## Dataset entries
---

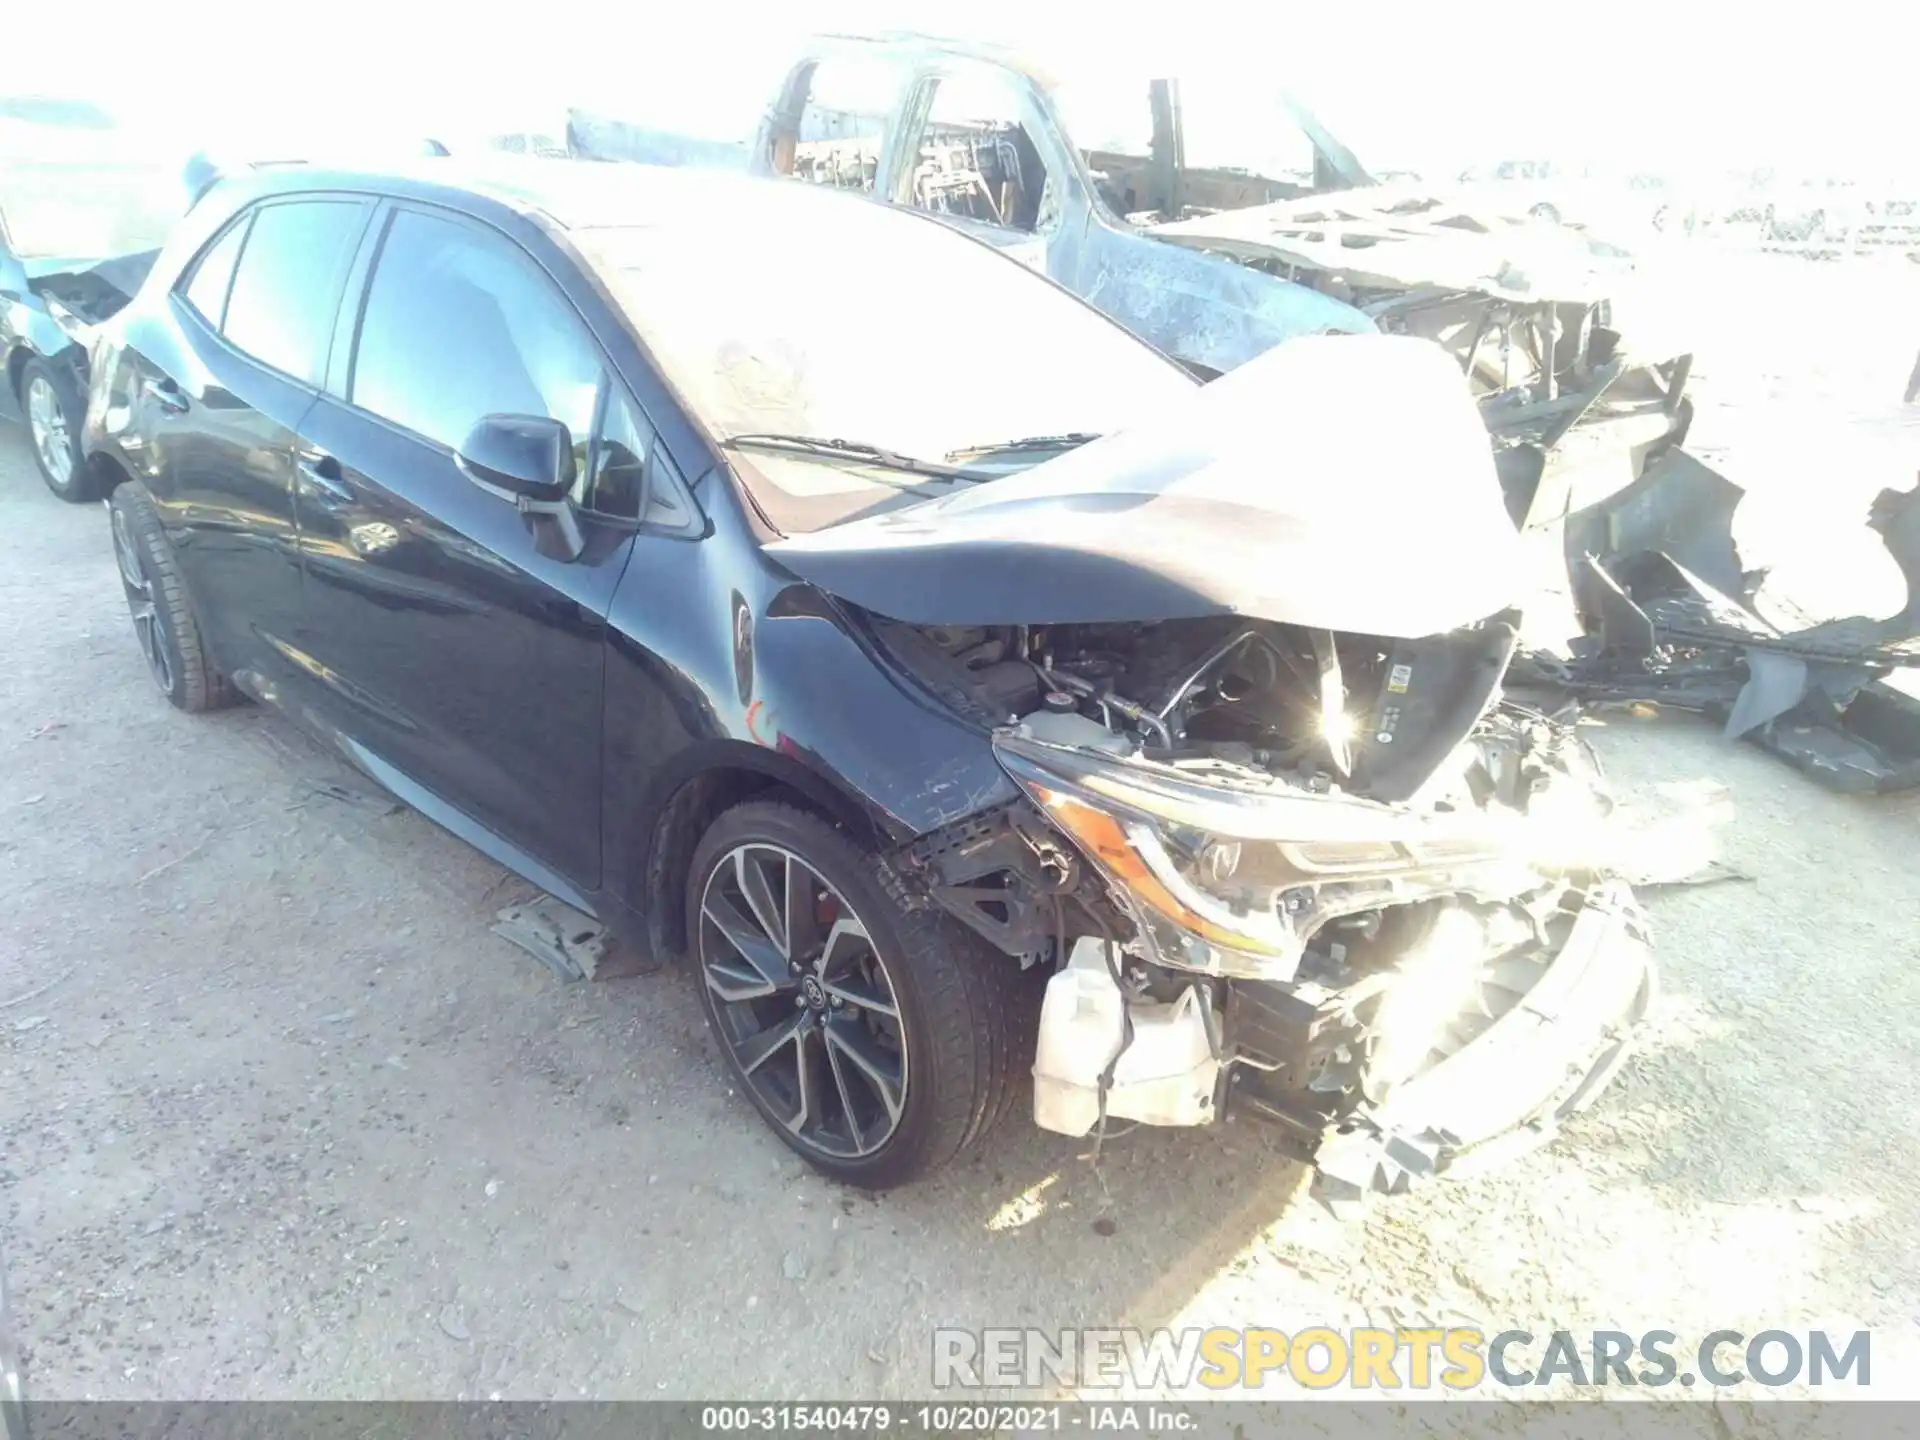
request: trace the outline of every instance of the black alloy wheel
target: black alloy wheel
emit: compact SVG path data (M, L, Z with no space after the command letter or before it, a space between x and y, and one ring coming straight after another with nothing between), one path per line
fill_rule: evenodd
M918 1178L1022 1092L1037 1005L1018 963L905 904L883 861L815 815L750 802L716 820L687 926L728 1067L774 1133L836 1179Z
M233 704L238 692L207 654L153 497L145 486L129 481L115 488L107 509L120 587L147 674L178 709L198 712Z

---

## EXERCISE OBJECTIVE
An exact restatement of the entries above is needed; no picture may appear in it.

## WRITTEN SOLUTION
request: trace the outline of every instance of the black alloy wheel
target: black alloy wheel
emit: compact SVG path data (M, L, Z with no space after the command letter or before it, a space between x and y, and one ring coming straight after another with nothing between), one path per line
fill_rule: evenodd
M918 1178L1022 1092L1037 1005L1018 963L905 904L883 861L815 815L750 802L716 820L687 926L728 1067L774 1133L836 1179Z
M233 704L238 692L207 654L153 497L145 486L129 481L115 488L107 509L120 587L147 674L178 709L198 712Z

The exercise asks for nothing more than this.